WHAT TO WORK ON
Copy every line of the data below without changing a single character.

RECORDED DATA

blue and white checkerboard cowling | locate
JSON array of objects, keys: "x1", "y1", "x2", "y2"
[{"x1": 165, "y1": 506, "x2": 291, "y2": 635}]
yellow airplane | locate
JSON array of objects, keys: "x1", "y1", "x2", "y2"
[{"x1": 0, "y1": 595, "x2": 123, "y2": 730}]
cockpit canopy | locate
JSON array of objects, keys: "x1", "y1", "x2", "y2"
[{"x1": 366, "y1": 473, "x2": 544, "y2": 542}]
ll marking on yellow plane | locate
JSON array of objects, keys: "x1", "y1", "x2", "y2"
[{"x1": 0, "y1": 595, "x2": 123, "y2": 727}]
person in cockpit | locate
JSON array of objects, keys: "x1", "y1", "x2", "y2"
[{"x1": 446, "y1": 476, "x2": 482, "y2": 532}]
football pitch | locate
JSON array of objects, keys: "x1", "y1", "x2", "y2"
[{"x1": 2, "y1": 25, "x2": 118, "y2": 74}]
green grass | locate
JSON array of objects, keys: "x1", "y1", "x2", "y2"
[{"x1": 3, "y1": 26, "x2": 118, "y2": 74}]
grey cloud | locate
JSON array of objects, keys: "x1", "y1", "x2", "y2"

ANSWER
blue and white checkerboard cowling | locate
JSON array of objects, keys: "x1", "y1", "x2", "y2"
[{"x1": 165, "y1": 506, "x2": 291, "y2": 635}]
yellow airplane | locate
JSON array of objects, keys: "x1", "y1", "x2", "y2"
[{"x1": 0, "y1": 595, "x2": 123, "y2": 730}]
cockpit canopy | locate
JSON array of objects, keys: "x1", "y1", "x2", "y2"
[{"x1": 366, "y1": 473, "x2": 544, "y2": 542}]
ll marking on yellow plane | locate
JSON array of objects, keys: "x1", "y1", "x2", "y2"
[{"x1": 0, "y1": 595, "x2": 123, "y2": 727}]
person in cockpit | locate
JSON array of objects, keys: "x1", "y1", "x2", "y2"
[{"x1": 446, "y1": 476, "x2": 482, "y2": 532}]
football pitch | locate
JSON array of objects, keys: "x1", "y1", "x2", "y2"
[{"x1": 2, "y1": 25, "x2": 118, "y2": 74}]
green grass | locate
JSON array of objects, keys: "x1", "y1", "x2", "y2"
[{"x1": 3, "y1": 26, "x2": 118, "y2": 74}]
grey cloud | locate
JSON array of objects, keys: "x1", "y1", "x2", "y2"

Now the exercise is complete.